◆ **Set problem**: Please print the material below verbatim, every line from first to last, with no changes.

◆ **Supplied material**:
◆ ◆ ◆ ◆ ◆

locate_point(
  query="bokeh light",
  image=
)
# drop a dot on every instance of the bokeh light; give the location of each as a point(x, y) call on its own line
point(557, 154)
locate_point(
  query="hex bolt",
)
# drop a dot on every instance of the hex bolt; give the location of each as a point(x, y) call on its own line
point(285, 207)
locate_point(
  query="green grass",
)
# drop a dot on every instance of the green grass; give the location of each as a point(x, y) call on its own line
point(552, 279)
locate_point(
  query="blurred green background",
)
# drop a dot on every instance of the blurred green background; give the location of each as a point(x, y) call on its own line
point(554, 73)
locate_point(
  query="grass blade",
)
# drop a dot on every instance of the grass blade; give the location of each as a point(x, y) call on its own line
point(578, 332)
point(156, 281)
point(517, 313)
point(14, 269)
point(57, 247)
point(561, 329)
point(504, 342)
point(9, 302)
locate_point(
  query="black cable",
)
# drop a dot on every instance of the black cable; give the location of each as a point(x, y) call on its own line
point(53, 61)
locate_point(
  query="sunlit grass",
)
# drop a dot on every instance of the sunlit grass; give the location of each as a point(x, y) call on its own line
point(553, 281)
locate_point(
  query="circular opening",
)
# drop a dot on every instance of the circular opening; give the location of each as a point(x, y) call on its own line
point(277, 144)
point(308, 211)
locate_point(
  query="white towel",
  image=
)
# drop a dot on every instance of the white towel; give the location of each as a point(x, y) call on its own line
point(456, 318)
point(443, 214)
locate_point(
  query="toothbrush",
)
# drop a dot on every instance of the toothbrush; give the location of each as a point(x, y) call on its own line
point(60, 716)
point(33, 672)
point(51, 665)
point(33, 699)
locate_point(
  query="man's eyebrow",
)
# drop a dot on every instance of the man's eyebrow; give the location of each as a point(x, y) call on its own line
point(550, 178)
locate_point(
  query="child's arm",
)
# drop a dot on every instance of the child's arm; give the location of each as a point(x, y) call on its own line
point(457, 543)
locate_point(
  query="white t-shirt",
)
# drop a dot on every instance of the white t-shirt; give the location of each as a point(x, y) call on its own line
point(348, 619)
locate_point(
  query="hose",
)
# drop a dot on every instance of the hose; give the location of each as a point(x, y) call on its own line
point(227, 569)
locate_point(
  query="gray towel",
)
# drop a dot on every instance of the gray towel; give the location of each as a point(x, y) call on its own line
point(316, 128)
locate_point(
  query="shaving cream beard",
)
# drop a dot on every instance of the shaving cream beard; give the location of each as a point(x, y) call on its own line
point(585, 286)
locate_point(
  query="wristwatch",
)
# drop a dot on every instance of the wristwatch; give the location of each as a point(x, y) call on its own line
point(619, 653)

◆ ◆ ◆ ◆ ◆

◆ **Written reply**:
locate_point(
  query="bokeh light",
  image=
)
# drop a dot on every instance of the bokeh light; give the location of each as a point(x, y) call on its own line
point(557, 154)
locate_point(
  query="hex bolt",
)
# drop a dot on every instance of the hex bolt; give the location of each as a point(x, y) call on its own line
point(285, 207)
locate_point(
  query="green grass",
)
# drop a dot on every instance of the green grass; give the location of each as a point(x, y) call on its own line
point(552, 279)
locate_point(
  query="blurred green background",
)
# drop a dot on every instance of the blurred green background; give the location of each as a point(x, y) call on its own line
point(554, 73)
locate_point(
  query="grass blade",
)
# drop a dot on every instance of the grass blade; give the location of each as a point(x, y) call on its own line
point(578, 332)
point(156, 281)
point(517, 313)
point(14, 269)
point(57, 247)
point(561, 329)
point(504, 342)
point(9, 302)
locate_point(
  query="black cable",
)
# drop a dot on every instance of the black cable; give the location of each as a point(x, y) call on its own line
point(53, 61)
locate_point(
  query="sunlit grass",
)
# drop a dot on every instance of the sunlit grass; give the location of each as a point(x, y) call on its own line
point(553, 281)
locate_point(
  query="circular opening",
)
# drop a dot on every instance of the circular opening; give the location of each as a point(x, y) call on its own line
point(277, 144)
point(308, 211)
locate_point(
  query="white towel",
  image=
)
# drop a dot on every instance of the white towel; give the location of each as a point(x, y) call on its own line
point(456, 318)
point(443, 214)
locate_point(
  query="toothbrush",
)
# drop a dot on every instance of the toothbrush; give the location of each as a point(x, y) call on its own line
point(60, 716)
point(33, 672)
point(51, 665)
point(33, 699)
locate_point(
  query="man's eyebrow",
)
# drop a dot on every instance of the man's eyebrow; give the location of each as a point(x, y) call on its own line
point(550, 178)
locate_point(
  query="child's arm",
)
# drop a dot on every instance of the child's arm; give the location of each as a point(x, y) call on its own line
point(457, 543)
locate_point(
  query="white t-shirt",
)
# drop a dot on every instance of the white t-shirt; give the location of each as a point(x, y) call on its own line
point(348, 619)
locate_point(
  query="hose",
)
# drop a dot on every instance of the hose; give the location of each as a point(x, y) call on its own line
point(227, 569)
locate_point(
  query="gray towel",
)
# drop a dot on every instance of the gray towel; give the location of each as a point(x, y) call on its own line
point(316, 128)
locate_point(
  query="shaving cream beard",
)
# drop a dot on every instance of the shaving cream beard; give the location of each as a point(x, y) call on its own line
point(585, 286)
locate_point(
  query="wristwatch",
)
# drop a dot on every instance of the wristwatch; give the location of each as a point(x, y) call on its own line
point(619, 653)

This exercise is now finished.